▸ GOAL OF THE EXERCISE: What is needed here is an exact transcription of all the entries.

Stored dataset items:
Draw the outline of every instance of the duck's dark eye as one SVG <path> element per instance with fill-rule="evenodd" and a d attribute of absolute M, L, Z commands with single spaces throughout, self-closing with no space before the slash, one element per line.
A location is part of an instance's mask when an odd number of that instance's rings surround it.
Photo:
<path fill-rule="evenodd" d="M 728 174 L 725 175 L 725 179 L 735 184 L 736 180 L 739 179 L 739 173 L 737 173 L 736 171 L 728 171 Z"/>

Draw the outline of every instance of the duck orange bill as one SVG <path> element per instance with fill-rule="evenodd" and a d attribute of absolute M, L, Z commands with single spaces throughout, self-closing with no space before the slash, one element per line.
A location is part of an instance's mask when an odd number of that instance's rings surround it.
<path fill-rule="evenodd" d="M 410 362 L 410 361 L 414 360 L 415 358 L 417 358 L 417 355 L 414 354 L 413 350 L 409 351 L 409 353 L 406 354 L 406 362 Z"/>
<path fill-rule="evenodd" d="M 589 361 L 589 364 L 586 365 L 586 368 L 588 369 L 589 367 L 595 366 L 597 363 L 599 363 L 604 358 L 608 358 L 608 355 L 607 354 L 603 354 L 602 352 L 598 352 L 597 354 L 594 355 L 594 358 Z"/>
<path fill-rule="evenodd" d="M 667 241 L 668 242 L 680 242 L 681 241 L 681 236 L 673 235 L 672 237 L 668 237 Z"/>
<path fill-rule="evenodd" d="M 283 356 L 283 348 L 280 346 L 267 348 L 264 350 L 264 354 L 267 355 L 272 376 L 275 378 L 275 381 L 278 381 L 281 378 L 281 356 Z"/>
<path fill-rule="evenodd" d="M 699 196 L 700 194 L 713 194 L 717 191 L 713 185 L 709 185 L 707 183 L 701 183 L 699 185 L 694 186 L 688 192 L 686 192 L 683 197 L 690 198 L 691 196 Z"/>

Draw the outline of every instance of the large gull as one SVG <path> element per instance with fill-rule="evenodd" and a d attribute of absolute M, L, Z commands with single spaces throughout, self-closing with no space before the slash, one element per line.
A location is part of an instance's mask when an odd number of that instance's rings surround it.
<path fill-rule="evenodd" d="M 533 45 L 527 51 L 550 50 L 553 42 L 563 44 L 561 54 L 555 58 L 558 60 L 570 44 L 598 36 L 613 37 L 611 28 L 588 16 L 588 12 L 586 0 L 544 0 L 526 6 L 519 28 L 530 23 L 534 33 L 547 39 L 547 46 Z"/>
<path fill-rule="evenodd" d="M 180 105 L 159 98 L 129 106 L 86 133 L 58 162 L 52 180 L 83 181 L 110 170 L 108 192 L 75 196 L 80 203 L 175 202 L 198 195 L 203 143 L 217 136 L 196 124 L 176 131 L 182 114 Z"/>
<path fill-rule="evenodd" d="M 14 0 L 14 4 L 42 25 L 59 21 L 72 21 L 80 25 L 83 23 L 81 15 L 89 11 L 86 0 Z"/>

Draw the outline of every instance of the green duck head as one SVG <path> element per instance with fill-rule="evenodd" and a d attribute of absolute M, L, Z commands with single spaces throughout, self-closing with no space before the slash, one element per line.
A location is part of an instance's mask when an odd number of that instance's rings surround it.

▸ ANSWER AREA:
Draw the outline of every instance of the duck's dark eye as one SVG <path> element per instance with fill-rule="evenodd" and a d attribute of absolute M, L, Z commands with single spaces throughout, self-closing with no space before the slash, one element per line.
A location is part of an instance's mask when an odd number of that instance's rings surround it.
Photo:
<path fill-rule="evenodd" d="M 728 174 L 725 175 L 725 179 L 735 184 L 736 180 L 739 179 L 739 173 L 737 173 L 736 171 L 728 171 Z"/>

Draw the outline of every instance of the duck orange bill as one SVG <path> element per instance with fill-rule="evenodd" and a d attribute of absolute M, L, Z commands with single spaces throughout, self-closing with no space before the slash, one element per line.
A location is part of an instance's mask when an odd number of that instance's rings surround it.
<path fill-rule="evenodd" d="M 410 362 L 410 361 L 414 360 L 415 358 L 417 358 L 417 355 L 414 354 L 413 350 L 409 351 L 409 353 L 406 354 L 406 362 Z"/>
<path fill-rule="evenodd" d="M 589 361 L 589 364 L 586 365 L 586 368 L 588 369 L 589 367 L 595 366 L 597 363 L 599 363 L 604 358 L 608 358 L 608 355 L 607 354 L 603 354 L 602 352 L 598 352 L 597 354 L 594 355 L 594 358 Z"/>
<path fill-rule="evenodd" d="M 667 241 L 668 242 L 680 242 L 681 241 L 681 236 L 673 235 L 672 237 L 668 237 Z"/>
<path fill-rule="evenodd" d="M 283 356 L 283 348 L 280 346 L 267 348 L 264 350 L 264 354 L 267 355 L 272 376 L 275 378 L 275 381 L 278 381 L 281 378 L 281 356 Z"/>
<path fill-rule="evenodd" d="M 699 196 L 700 194 L 713 194 L 717 191 L 713 185 L 709 185 L 707 183 L 701 183 L 699 185 L 694 186 L 688 192 L 686 192 L 683 197 L 690 198 L 691 196 Z"/>

Draw the outline of every instance of the large gull as one SVG <path> element per instance with fill-rule="evenodd" and a d attribute of absolute M, L, Z commands with single spaces throughout, self-closing with no space before the slash, one element per line.
A location is part of an instance's mask when an odd number of that instance's rings surround it.
<path fill-rule="evenodd" d="M 533 45 L 527 51 L 550 50 L 553 42 L 563 44 L 561 54 L 555 58 L 558 60 L 570 44 L 598 36 L 613 37 L 611 28 L 588 16 L 588 12 L 586 0 L 544 0 L 526 6 L 519 28 L 530 23 L 534 33 L 547 39 L 547 46 Z"/>
<path fill-rule="evenodd" d="M 180 105 L 159 98 L 129 106 L 86 133 L 58 162 L 52 180 L 83 181 L 110 170 L 108 192 L 75 196 L 80 203 L 175 202 L 198 195 L 203 143 L 217 136 L 196 124 L 176 131 L 182 114 Z"/>
<path fill-rule="evenodd" d="M 14 0 L 14 4 L 42 25 L 59 21 L 72 21 L 80 25 L 83 23 L 81 15 L 89 11 L 86 0 Z"/>

Draw the outline of every instance of the green duck head as one SVG <path> element per instance with fill-rule="evenodd" and a d attribute of absolute M, L, Z commands with single spaces throughout, self-closing with no space before the slash, one element per line.
A location is part of an instance's mask when an odd number of that instance's rings surround it.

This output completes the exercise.